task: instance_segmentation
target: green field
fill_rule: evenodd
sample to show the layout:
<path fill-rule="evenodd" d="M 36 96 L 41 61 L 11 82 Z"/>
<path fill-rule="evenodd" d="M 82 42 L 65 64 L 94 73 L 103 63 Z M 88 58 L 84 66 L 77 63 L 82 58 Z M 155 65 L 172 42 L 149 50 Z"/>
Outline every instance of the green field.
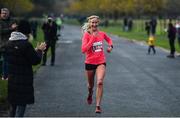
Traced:
<path fill-rule="evenodd" d="M 131 32 L 123 31 L 122 23 L 120 23 L 120 22 L 110 23 L 109 27 L 101 27 L 100 29 L 105 32 L 115 34 L 115 35 L 118 35 L 119 37 L 124 37 L 129 40 L 137 40 L 137 41 L 147 42 L 148 36 L 147 36 L 144 28 L 141 26 L 142 21 L 135 21 L 135 23 L 136 24 L 134 26 L 134 29 Z M 155 46 L 169 49 L 167 33 L 164 31 L 165 27 L 162 27 L 160 25 L 160 21 L 158 23 L 159 24 L 157 26 Z M 176 51 L 180 52 L 180 47 L 178 45 L 178 42 L 176 42 Z"/>

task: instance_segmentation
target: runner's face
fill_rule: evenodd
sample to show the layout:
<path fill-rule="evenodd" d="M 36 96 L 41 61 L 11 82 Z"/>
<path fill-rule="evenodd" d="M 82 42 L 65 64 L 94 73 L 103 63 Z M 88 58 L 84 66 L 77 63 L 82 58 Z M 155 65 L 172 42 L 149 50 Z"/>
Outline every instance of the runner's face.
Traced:
<path fill-rule="evenodd" d="M 98 25 L 99 25 L 99 20 L 97 18 L 91 19 L 90 26 L 93 31 L 97 30 Z"/>

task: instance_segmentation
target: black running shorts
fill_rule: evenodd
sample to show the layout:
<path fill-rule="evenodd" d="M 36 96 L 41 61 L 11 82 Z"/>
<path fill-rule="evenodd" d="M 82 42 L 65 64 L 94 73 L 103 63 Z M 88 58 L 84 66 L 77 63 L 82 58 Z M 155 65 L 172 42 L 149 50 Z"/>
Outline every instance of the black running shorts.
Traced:
<path fill-rule="evenodd" d="M 86 70 L 96 70 L 96 68 L 99 66 L 99 65 L 105 65 L 106 66 L 106 63 L 102 63 L 102 64 L 86 64 L 85 63 L 85 69 Z"/>

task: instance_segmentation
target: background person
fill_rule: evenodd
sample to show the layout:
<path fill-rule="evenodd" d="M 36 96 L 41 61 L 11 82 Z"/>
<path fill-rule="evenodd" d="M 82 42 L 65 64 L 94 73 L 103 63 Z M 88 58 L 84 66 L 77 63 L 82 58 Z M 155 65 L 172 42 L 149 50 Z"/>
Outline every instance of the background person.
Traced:
<path fill-rule="evenodd" d="M 28 42 L 30 32 L 28 21 L 21 20 L 18 24 L 18 30 L 11 33 L 8 43 L 5 45 L 9 69 L 10 117 L 23 117 L 26 105 L 34 103 L 32 65 L 41 62 L 46 44 L 41 43 L 35 50 Z"/>
<path fill-rule="evenodd" d="M 49 47 L 51 47 L 51 66 L 54 66 L 55 62 L 55 48 L 57 41 L 57 25 L 51 16 L 48 17 L 48 21 L 45 22 L 42 26 L 42 30 L 44 32 L 44 39 L 46 42 L 46 50 L 43 54 L 43 66 L 46 65 L 47 61 L 47 51 Z"/>
<path fill-rule="evenodd" d="M 7 54 L 3 52 L 3 45 L 5 45 L 10 37 L 12 31 L 16 29 L 16 23 L 10 18 L 9 10 L 7 8 L 1 9 L 0 14 L 0 58 L 2 58 L 2 80 L 8 80 L 7 68 Z"/>

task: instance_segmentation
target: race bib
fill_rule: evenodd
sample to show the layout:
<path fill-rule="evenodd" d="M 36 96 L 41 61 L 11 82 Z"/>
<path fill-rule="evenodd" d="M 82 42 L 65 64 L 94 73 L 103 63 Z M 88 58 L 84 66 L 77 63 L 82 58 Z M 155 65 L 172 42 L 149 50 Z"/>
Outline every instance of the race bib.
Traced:
<path fill-rule="evenodd" d="M 102 41 L 93 43 L 93 51 L 101 52 L 103 50 Z"/>

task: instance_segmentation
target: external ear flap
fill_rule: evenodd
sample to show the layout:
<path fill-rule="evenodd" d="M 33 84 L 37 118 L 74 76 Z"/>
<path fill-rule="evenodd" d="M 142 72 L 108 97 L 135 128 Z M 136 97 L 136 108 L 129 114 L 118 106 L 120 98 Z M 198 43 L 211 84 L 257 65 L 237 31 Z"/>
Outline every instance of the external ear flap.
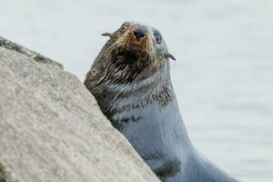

◇ ◇ ◇

▶ **Job**
Reproduce the data from its start up to and including the line containing "131 32 L 123", keeping the requests and their sample paths unchanged but increasing every coordinate in the traced outlines by 60. Leave the pictures out of your answer.

▶ **Answer to this problem**
task: instance_segmentation
target: green field
fill_rule: evenodd
sample to show the layout:
<path fill-rule="evenodd" d="M 36 96 L 41 61 L 11 82 Z"/>
<path fill-rule="evenodd" d="M 82 42 L 65 64 L 94 73 L 103 63 Z M 88 58 L 84 66 L 77 63 L 82 58 Z M 155 65 L 172 42 L 149 50 Z"/>
Outline every instance of the green field.
Traced:
<path fill-rule="evenodd" d="M 191 92 L 183 91 L 182 83 L 180 83 L 180 82 L 170 83 L 169 87 L 161 87 L 160 89 L 165 92 L 175 94 L 175 95 L 178 95 L 179 97 L 184 97 L 189 100 L 197 100 L 197 101 L 207 102 L 208 96 L 207 96 L 204 88 L 201 86 L 202 81 L 195 81 L 195 83 L 196 84 L 194 86 L 194 89 Z M 215 106 L 229 109 L 227 93 L 224 91 L 225 87 L 222 87 L 220 85 L 220 81 L 218 83 L 219 84 L 217 86 Z M 236 111 L 240 112 L 240 107 L 238 105 L 238 102 L 236 102 Z"/>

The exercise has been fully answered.